### Your objective
Look over the material for the string "positive". Copy every line where it turns up.

### Data to use
Content starts
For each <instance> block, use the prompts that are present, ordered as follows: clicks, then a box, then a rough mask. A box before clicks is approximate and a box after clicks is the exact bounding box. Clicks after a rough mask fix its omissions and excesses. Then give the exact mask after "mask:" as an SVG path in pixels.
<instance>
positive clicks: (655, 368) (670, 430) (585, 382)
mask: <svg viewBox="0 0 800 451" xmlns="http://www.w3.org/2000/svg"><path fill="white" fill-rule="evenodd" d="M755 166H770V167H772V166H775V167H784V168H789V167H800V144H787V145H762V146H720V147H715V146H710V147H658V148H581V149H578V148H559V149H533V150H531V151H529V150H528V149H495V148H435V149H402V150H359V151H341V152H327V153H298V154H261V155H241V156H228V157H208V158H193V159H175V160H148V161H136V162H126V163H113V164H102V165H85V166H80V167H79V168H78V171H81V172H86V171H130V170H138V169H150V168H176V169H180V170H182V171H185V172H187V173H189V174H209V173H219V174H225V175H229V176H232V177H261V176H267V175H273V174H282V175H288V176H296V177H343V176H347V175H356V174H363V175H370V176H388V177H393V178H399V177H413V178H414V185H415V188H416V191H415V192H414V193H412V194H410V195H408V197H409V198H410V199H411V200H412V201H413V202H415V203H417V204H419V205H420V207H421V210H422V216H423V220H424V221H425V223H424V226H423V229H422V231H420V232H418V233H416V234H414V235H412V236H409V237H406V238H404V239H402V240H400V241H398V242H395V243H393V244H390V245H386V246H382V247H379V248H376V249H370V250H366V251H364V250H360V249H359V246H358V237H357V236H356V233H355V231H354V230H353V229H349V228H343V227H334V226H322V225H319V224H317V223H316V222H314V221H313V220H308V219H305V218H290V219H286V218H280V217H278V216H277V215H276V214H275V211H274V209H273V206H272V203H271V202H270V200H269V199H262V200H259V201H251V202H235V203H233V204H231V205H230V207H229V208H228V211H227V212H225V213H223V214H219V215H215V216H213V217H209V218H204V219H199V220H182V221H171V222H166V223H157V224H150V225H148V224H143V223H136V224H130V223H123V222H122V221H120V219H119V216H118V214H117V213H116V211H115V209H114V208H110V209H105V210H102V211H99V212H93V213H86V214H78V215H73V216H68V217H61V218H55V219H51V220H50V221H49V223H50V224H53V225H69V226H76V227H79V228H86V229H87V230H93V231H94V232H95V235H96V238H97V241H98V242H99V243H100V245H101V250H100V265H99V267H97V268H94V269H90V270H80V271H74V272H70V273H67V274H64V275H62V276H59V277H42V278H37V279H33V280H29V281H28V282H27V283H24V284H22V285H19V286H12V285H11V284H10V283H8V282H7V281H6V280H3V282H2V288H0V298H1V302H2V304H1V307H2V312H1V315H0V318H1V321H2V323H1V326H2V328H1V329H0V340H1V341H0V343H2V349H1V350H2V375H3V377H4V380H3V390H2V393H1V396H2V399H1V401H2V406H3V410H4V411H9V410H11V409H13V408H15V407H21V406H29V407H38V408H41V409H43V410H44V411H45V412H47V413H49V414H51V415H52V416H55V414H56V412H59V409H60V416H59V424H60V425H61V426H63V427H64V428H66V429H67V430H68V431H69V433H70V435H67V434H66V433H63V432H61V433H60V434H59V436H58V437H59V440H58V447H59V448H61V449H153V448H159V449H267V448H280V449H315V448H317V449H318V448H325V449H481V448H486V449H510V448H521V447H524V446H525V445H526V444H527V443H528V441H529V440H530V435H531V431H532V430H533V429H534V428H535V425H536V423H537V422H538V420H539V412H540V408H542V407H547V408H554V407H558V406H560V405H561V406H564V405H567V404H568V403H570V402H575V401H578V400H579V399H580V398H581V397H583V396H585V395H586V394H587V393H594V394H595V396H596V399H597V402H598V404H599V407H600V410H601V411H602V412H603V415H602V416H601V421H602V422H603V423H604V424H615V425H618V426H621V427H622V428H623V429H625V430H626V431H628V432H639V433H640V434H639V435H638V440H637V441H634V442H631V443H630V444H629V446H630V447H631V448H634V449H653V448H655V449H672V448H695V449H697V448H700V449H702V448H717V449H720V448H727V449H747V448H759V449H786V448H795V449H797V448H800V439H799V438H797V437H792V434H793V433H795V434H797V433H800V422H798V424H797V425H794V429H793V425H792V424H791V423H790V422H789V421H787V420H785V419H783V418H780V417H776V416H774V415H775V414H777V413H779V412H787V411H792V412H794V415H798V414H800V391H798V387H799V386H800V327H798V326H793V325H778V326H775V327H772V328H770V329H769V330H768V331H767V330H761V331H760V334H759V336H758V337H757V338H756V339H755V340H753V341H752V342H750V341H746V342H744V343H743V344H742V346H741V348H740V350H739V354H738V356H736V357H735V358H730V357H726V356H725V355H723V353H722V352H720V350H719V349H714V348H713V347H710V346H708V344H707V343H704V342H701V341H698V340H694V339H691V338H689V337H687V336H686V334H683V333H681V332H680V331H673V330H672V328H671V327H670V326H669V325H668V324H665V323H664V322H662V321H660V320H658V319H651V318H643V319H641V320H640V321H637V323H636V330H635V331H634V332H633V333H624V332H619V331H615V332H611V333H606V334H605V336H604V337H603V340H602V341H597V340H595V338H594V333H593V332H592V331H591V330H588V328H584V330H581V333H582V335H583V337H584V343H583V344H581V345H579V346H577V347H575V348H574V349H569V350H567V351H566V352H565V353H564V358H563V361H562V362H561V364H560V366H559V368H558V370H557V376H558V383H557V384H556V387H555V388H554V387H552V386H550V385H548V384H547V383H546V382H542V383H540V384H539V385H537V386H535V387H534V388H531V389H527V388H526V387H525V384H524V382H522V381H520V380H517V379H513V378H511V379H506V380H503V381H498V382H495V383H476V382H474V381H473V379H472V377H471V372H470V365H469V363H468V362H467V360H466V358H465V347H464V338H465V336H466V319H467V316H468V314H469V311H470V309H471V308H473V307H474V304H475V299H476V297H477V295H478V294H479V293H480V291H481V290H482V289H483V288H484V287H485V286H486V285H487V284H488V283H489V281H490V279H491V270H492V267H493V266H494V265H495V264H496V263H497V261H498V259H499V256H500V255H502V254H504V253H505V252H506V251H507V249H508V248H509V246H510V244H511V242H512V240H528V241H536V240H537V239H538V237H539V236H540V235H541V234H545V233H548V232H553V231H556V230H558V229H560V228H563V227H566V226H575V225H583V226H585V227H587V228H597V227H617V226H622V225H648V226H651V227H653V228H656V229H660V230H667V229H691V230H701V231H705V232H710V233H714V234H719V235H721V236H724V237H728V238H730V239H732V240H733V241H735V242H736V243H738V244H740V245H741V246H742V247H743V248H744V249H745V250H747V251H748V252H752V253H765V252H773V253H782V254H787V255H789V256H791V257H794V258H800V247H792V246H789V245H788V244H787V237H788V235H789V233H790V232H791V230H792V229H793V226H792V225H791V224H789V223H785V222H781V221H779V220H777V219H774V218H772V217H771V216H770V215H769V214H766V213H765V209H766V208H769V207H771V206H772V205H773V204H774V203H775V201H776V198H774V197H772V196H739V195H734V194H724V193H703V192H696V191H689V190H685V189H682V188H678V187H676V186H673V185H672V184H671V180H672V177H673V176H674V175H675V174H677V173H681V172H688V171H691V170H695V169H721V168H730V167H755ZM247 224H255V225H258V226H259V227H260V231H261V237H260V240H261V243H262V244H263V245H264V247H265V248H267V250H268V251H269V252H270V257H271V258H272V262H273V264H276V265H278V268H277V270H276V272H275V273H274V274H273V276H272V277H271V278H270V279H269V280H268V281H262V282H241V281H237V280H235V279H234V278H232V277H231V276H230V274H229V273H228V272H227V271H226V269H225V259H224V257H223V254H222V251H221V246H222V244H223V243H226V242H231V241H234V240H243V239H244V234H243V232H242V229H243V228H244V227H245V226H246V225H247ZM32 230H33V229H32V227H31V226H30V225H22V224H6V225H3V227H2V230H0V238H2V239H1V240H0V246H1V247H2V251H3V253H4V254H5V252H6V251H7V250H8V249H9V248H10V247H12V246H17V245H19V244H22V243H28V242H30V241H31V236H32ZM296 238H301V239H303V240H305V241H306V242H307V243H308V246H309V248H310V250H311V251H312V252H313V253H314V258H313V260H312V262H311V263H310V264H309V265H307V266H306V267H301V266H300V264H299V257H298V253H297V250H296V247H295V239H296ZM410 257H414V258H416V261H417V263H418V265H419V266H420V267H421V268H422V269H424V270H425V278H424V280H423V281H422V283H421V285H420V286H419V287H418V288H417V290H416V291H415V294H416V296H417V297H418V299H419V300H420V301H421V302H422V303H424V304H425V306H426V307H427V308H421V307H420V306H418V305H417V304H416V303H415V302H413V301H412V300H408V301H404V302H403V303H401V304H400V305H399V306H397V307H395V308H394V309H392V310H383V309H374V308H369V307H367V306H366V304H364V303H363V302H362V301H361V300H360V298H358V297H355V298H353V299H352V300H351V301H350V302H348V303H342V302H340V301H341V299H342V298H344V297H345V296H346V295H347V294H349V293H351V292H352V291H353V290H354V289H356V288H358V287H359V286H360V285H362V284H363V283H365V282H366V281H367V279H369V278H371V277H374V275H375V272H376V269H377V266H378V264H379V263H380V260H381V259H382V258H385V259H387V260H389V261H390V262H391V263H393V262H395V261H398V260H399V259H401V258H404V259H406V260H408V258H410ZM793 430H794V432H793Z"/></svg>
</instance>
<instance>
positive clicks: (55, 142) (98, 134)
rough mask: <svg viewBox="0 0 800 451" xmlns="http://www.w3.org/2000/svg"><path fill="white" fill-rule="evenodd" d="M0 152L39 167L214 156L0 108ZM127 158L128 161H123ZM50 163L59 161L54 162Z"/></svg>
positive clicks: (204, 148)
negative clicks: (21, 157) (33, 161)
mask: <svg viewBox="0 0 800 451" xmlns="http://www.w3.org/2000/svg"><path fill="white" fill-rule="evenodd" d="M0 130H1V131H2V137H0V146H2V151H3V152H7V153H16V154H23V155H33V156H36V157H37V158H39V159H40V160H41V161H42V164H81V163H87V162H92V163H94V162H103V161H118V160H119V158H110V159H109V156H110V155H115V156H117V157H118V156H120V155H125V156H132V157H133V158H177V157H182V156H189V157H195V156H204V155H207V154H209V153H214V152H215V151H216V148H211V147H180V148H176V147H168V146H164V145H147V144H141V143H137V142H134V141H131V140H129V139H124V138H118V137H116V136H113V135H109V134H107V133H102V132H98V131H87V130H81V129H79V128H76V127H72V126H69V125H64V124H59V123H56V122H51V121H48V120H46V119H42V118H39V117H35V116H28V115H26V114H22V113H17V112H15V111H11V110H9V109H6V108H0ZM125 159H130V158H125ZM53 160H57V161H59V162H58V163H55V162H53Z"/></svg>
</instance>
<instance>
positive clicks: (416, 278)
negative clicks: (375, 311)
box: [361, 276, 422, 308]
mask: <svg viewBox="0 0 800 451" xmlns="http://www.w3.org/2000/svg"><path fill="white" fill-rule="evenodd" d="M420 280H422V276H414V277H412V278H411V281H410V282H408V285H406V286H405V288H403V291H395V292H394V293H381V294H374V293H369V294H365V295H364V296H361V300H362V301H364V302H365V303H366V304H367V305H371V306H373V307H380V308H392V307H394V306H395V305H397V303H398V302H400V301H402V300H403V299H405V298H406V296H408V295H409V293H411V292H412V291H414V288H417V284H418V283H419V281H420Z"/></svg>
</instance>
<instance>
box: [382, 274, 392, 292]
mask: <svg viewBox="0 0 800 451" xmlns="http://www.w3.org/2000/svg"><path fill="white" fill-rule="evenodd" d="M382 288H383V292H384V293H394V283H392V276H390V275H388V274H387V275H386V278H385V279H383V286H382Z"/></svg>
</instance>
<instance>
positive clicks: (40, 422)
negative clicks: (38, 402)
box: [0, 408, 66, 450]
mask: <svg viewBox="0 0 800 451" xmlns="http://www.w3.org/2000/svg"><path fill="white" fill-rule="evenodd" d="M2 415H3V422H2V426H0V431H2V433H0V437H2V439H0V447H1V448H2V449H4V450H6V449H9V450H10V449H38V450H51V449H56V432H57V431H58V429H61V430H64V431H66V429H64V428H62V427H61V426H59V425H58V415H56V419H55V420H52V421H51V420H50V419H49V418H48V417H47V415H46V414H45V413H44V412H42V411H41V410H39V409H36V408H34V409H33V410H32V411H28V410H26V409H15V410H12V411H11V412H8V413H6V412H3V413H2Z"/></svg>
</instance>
Content ends
### Solved problem
positive clicks: (655, 368) (670, 430) (585, 382)
positive clicks: (55, 142) (98, 134)
positive clicks: (204, 148)
positive clicks: (416, 278)
positive clicks: (40, 422)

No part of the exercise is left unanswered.